#### Texte fourni
Pour information, il exprime ses opinions sans crainte. Sur le plan intérieur, il voit la laïcité comme un ennemi, il croit que la Torah doit être la source de la législation en Entité sioniste et que ses jugements doivent être appliqués lorsqu’il n’y a pas de textes explicites dans la loi, luttant ainsi farouchement contre la gauche séculaire et soutenant l’aille droite avec l’argent. À l’international, il estime qu’il n’existe aucune solution avec les Palestiniens en dehors de leur soumission à une vie inférieure sous la souveraineté israélienne : c’est-à-dire « l’assujettissement » (ce terme est d’ailleurs utilisé par certains membres de l’extrême droite), l’expulsion hors du pays, ou la mort.
########
#### Données fournies
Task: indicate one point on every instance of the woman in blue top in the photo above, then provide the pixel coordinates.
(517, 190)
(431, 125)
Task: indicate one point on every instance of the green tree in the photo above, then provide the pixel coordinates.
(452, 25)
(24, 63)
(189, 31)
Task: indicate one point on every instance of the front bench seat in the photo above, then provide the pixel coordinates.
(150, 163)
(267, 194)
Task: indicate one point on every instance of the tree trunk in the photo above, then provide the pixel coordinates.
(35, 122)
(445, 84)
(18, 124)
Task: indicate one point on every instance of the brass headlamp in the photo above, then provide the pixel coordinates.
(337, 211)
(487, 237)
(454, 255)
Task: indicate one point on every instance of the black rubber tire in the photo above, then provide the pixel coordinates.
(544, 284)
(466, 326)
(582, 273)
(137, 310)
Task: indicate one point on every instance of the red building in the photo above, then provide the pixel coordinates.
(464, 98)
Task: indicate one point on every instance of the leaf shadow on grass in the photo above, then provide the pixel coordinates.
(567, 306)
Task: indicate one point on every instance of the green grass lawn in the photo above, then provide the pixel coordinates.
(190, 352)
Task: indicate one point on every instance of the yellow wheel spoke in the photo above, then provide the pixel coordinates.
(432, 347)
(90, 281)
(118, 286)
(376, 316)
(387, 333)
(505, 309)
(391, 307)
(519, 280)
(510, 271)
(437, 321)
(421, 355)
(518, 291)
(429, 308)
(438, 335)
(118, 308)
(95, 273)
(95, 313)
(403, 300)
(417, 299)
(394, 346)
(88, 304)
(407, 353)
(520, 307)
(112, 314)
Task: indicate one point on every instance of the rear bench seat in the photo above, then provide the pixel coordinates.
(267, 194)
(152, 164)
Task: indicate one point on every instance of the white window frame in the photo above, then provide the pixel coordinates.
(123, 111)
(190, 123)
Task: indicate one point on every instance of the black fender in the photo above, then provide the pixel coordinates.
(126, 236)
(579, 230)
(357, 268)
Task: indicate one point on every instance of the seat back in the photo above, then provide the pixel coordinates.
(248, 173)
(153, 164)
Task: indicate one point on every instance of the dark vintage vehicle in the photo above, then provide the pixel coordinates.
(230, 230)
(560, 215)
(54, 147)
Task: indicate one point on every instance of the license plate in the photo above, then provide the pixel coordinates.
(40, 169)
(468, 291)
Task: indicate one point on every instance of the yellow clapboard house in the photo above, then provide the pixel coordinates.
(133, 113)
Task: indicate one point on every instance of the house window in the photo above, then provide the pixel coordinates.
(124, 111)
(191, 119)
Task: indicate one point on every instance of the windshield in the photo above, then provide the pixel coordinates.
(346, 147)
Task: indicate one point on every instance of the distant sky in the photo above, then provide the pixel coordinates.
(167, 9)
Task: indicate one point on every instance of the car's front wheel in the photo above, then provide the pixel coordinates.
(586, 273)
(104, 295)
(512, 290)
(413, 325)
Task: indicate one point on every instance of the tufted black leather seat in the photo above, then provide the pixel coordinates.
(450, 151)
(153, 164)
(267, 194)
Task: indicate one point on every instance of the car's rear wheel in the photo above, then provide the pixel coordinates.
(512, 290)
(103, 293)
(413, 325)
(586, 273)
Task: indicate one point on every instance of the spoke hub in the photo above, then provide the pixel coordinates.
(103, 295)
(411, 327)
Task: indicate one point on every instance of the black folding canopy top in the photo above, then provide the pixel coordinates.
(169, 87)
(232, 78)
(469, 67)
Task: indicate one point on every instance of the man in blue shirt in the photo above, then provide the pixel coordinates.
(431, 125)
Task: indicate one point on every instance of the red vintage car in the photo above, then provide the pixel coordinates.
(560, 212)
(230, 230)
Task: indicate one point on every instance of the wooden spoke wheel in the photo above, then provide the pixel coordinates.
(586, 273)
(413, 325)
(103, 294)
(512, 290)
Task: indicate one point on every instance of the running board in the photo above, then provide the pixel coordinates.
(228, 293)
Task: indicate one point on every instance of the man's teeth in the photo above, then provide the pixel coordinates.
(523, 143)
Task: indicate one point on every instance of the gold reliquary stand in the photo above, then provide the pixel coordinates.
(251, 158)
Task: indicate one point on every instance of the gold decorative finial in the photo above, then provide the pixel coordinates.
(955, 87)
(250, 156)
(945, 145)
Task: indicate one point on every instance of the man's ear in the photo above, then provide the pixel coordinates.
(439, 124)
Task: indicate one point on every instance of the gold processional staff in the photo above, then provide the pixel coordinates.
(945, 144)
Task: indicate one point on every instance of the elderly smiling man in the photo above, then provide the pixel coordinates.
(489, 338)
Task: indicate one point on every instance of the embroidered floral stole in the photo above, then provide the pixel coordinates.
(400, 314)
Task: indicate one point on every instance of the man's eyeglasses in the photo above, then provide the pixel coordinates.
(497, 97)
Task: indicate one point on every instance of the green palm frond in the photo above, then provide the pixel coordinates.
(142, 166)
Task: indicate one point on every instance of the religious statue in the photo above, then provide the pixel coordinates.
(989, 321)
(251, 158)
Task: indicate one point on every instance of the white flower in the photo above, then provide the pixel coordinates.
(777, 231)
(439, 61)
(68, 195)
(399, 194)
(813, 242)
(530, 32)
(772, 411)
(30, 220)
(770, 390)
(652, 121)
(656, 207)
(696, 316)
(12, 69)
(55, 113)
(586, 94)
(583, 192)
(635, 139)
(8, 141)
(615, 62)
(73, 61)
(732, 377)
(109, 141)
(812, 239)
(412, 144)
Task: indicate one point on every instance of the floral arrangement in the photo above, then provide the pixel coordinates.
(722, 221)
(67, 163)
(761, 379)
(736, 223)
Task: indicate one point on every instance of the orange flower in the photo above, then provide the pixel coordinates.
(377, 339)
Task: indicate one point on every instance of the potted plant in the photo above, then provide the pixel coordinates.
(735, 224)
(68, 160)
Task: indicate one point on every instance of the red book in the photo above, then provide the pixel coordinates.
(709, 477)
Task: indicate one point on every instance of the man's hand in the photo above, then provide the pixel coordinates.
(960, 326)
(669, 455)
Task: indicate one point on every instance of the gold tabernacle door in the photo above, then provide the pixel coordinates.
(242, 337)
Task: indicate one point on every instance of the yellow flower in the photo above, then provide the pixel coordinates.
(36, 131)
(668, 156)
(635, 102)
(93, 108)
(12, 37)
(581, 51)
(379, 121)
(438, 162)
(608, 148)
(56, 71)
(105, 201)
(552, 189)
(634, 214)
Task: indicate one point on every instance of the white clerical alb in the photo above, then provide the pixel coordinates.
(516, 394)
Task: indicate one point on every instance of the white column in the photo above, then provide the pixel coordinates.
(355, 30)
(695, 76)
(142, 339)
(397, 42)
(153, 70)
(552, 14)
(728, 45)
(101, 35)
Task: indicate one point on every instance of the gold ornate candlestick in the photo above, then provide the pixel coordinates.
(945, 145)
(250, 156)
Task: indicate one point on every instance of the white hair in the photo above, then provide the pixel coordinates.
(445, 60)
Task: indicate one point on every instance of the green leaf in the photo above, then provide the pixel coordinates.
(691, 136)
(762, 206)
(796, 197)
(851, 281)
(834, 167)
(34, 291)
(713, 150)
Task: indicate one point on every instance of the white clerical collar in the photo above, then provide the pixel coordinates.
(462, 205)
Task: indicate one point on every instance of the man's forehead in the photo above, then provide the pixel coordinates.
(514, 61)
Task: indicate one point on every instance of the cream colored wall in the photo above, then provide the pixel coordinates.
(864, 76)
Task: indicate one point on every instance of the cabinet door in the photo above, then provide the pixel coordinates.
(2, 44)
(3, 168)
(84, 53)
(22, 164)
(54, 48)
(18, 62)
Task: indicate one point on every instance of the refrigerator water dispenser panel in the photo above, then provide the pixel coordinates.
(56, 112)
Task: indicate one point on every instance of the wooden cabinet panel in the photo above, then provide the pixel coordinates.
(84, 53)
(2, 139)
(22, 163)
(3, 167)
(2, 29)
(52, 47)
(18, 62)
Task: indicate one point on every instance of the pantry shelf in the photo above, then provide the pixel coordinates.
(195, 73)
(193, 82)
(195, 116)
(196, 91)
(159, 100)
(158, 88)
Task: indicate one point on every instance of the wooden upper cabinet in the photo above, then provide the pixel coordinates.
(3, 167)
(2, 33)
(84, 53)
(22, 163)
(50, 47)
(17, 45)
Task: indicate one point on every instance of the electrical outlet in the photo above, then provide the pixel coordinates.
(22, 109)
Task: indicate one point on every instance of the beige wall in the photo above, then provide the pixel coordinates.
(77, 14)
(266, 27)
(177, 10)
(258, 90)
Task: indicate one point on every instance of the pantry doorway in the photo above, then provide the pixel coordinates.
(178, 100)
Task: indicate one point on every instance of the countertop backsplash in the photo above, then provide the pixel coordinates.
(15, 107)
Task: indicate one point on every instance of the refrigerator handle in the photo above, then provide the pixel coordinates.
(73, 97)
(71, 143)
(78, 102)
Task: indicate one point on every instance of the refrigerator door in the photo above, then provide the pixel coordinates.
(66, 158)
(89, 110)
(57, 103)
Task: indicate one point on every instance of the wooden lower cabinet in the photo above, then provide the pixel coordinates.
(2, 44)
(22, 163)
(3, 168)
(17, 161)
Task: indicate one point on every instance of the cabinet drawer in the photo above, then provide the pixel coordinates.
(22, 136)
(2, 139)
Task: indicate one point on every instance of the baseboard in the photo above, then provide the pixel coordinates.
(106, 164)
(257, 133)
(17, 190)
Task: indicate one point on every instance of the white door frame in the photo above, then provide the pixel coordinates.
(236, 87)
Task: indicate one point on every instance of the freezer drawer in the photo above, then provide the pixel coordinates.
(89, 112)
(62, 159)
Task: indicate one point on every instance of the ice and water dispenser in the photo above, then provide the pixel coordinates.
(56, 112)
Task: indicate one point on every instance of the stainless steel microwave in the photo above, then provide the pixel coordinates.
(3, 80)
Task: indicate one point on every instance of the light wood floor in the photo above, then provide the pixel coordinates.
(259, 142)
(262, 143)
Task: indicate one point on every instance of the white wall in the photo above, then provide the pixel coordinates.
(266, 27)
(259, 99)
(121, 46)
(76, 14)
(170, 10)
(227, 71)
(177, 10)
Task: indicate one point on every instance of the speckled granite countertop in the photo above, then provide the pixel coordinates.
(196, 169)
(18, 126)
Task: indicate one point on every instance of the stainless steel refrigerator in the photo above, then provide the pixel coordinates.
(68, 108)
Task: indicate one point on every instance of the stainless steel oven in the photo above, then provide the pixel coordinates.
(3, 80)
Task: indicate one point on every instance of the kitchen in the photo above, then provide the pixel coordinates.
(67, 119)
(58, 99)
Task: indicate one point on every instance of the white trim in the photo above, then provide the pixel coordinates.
########
* Liste des tâches *
**A.** D'après le texte fourni, comment la personne décrite voit-elle la laïcité ?
**B.** Extrayez des enregistrements chaque ligne contenant la chaîne « wall ».

* Réponses finales *
**A.** Comme un ennemi.

**B.**
Task: indicate one point on every instance of the cream colored wall in the photo above, then provide the pixel coordinates.
Task: indicate one point on every instance of the beige wall in the photo above, then provide the pixel coordinates.
Task: indicate one point on every instance of the white wall in the photo above, then provide the pixel coordinates.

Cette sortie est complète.